## Task to complete
I'd ask you to write out the lines below exactly, with no images.

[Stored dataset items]
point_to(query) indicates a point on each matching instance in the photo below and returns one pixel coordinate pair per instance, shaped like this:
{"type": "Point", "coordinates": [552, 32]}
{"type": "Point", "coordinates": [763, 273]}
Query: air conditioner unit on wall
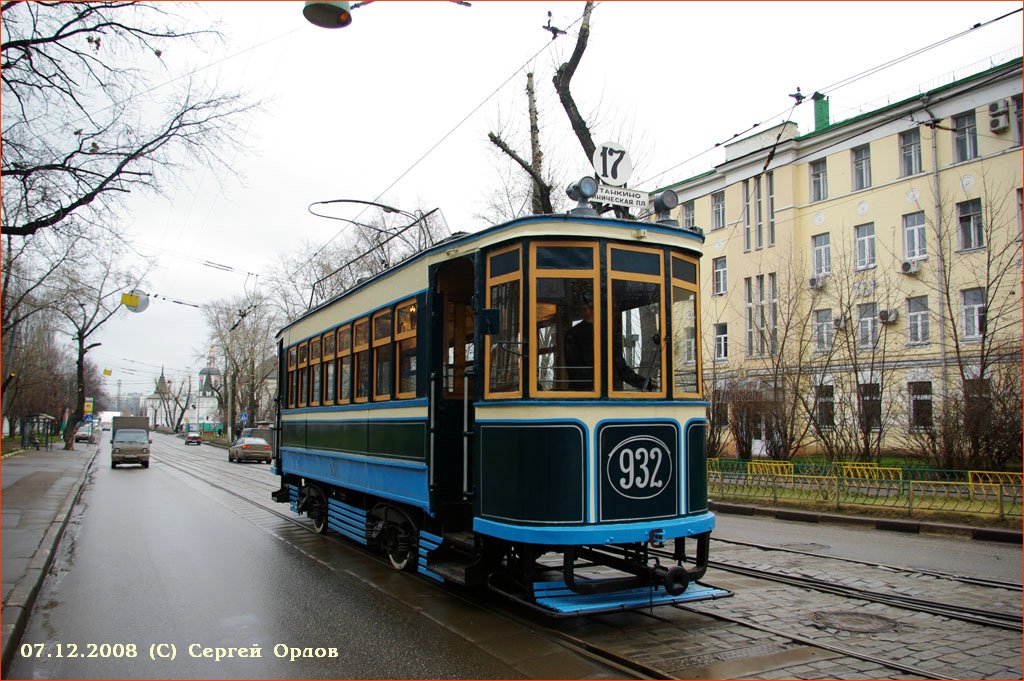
{"type": "Point", "coordinates": [998, 116]}
{"type": "Point", "coordinates": [888, 315]}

## Reply to the exercise
point_to(query) indicates a point on each matching instance in the photo below and returns one pixel coordinate pair per instance, shaped like this:
{"type": "Point", "coordinates": [552, 32]}
{"type": "Point", "coordinates": [763, 273]}
Query: air conditioner unit on wall
{"type": "Point", "coordinates": [998, 116]}
{"type": "Point", "coordinates": [888, 315]}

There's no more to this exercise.